* **What needs to be done**:
Substitute "Place one point on every instance" for each occurrence of "Each instance receives one point" in all the records below and write them out again with nothing else changed. Leave the pictures out of your answer.

* **Pointing and labeling records**:
^^^^^^^^^^^^^^^^

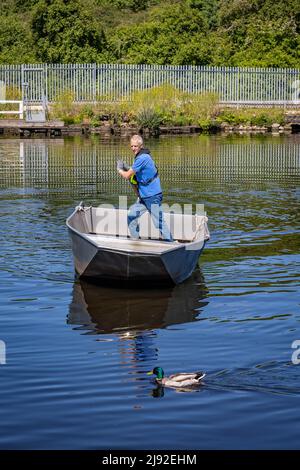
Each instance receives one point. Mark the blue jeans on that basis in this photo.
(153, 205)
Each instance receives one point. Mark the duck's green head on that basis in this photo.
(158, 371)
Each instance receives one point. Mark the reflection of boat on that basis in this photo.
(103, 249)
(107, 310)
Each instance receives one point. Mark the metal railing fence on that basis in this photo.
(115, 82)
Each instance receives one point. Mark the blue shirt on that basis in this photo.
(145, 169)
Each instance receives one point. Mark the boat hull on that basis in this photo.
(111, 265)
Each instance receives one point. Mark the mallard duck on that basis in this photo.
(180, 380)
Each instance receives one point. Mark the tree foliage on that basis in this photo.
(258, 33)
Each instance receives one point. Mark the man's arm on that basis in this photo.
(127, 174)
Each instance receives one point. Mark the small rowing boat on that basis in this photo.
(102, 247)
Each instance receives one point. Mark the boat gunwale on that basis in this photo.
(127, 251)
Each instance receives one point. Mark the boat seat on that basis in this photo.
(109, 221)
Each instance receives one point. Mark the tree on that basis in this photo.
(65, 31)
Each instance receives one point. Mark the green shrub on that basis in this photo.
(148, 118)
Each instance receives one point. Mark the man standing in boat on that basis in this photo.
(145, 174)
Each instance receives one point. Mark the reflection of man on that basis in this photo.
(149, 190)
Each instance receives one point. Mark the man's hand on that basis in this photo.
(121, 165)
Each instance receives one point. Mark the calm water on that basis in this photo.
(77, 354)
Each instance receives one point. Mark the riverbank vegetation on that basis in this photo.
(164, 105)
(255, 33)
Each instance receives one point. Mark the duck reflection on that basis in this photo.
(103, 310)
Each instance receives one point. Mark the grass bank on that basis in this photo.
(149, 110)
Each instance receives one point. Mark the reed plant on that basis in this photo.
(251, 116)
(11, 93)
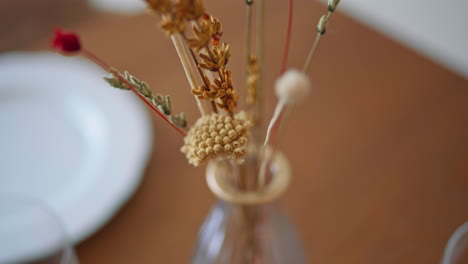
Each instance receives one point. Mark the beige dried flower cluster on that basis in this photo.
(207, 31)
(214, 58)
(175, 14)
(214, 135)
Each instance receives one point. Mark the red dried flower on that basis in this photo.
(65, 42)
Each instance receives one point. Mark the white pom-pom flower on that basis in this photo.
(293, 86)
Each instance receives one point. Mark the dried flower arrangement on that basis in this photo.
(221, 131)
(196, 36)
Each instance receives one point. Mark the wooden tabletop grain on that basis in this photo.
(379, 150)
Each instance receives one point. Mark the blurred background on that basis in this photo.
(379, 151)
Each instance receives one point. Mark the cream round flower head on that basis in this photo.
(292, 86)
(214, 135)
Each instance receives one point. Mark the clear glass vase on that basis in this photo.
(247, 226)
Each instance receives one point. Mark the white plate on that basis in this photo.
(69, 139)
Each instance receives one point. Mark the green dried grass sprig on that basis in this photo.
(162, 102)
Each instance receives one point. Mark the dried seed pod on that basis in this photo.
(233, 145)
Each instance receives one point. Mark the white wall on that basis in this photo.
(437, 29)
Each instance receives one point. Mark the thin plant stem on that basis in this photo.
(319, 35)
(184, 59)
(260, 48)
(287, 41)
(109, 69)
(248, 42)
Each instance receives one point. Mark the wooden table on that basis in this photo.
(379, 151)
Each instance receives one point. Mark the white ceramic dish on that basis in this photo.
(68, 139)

^^^^^^^^^^^^^^^^

* **Solved exercise**:
Place one point on every instance. Mark the blue jeans on that basis in this photo.
(153, 205)
Place one point on every instance. Mark the duck's green head on that basis in this photo.
(158, 371)
Place one point on every instance. Mark the reflection of boat on that basis in this photo.
(103, 249)
(107, 310)
Place one point on every instance. Mark the metal railing fence on that basis in this photo.
(115, 82)
Place one point on every instance. Mark the blue shirt on that basis in this photo.
(145, 169)
Place one point on every instance. Mark the boat hull on that basis in this photo.
(111, 265)
Place one point on every instance. Mark the mallard duck on that basis in this photo.
(180, 380)
Place one point on every instance. Mark the tree foliage on that basis in this photo.
(258, 33)
Place one point on every instance. Mark the man's arm on that basis in this photo.
(127, 174)
Place one point on every instance. Mark the small rowing boat on that basis in this photo.
(102, 247)
Place one point on every instance. Mark the boat gunwale on that basis in this photo.
(127, 251)
Place one point on every instance. Mark the boat seat on that basis in this photo.
(109, 221)
Place one point on every instance. Mark the tree on that basis in this photo.
(65, 31)
Place one point on every instance. Mark the green shrub on that basis in this photo.
(148, 118)
Place one point on every instance. Mark the man standing in boat on that basis in this photo.
(145, 174)
Place one point on every instance. Mark the reflection of man on that basis in this photo.
(149, 190)
Place one point on every instance. Mark the man's hand on that basis in this photo.
(121, 165)
Place one point on every instance. Mark the calm water on that basis in this photo.
(77, 354)
Place one point on every instance. Mark the riverbank vegetation on that basis in this photo.
(164, 105)
(255, 33)
Place one point on every instance. Mark the duck reflection on that basis in this photo.
(103, 310)
Place one point on every instance. Mark the grass bank on that basis in this photo.
(149, 110)
Place one point on every instance. Mark the reed plant on that basis in this photo.
(251, 116)
(11, 93)
Place one point on every instance. Mark the beige dried flower cluster on that basis in this photo.
(207, 31)
(214, 58)
(175, 14)
(214, 135)
Place one point on every instance. Mark the red dried flower on that basis in this photo.
(65, 42)
Place one point on every instance. Mark the white pom-pom flower on that basis in this photo.
(293, 86)
Place one point on every instance. Mark the dried flower arrangement on that basis in this photo.
(221, 131)
(196, 36)
Place one point on every instance. Mark the wooden tabletop grain on that basis in this photo.
(379, 150)
Place one point on every instance. Mark the blurred background on that basis in this photo.
(379, 151)
Place one point on every instance. Mark the cream round flower head on that basis in this photo.
(292, 86)
(214, 135)
Place one point on every instance. Mark the clear glass vase on that basis in this photo.
(247, 226)
Place one point on every instance. Mark the white plate on that basis in this photo.
(69, 139)
Place one point on every instance. Mark the green dried grass sprig on that basis in this photo.
(162, 102)
Place one point on every instance. Mark the dried seed pod on that basis in this photo.
(233, 145)
Place one point on every instance. Mark the white wall on that basis in this photo.
(437, 29)
Place one point on every instance. Mark the thin plant stem on that basis in this photo.
(319, 35)
(184, 59)
(260, 48)
(287, 41)
(109, 69)
(248, 42)
Place one point on every instance. Mark the wooden table on that basis in this photo.
(379, 151)
Place one point on every instance. Mark the white ceramic dish on that basis in this photo.
(68, 139)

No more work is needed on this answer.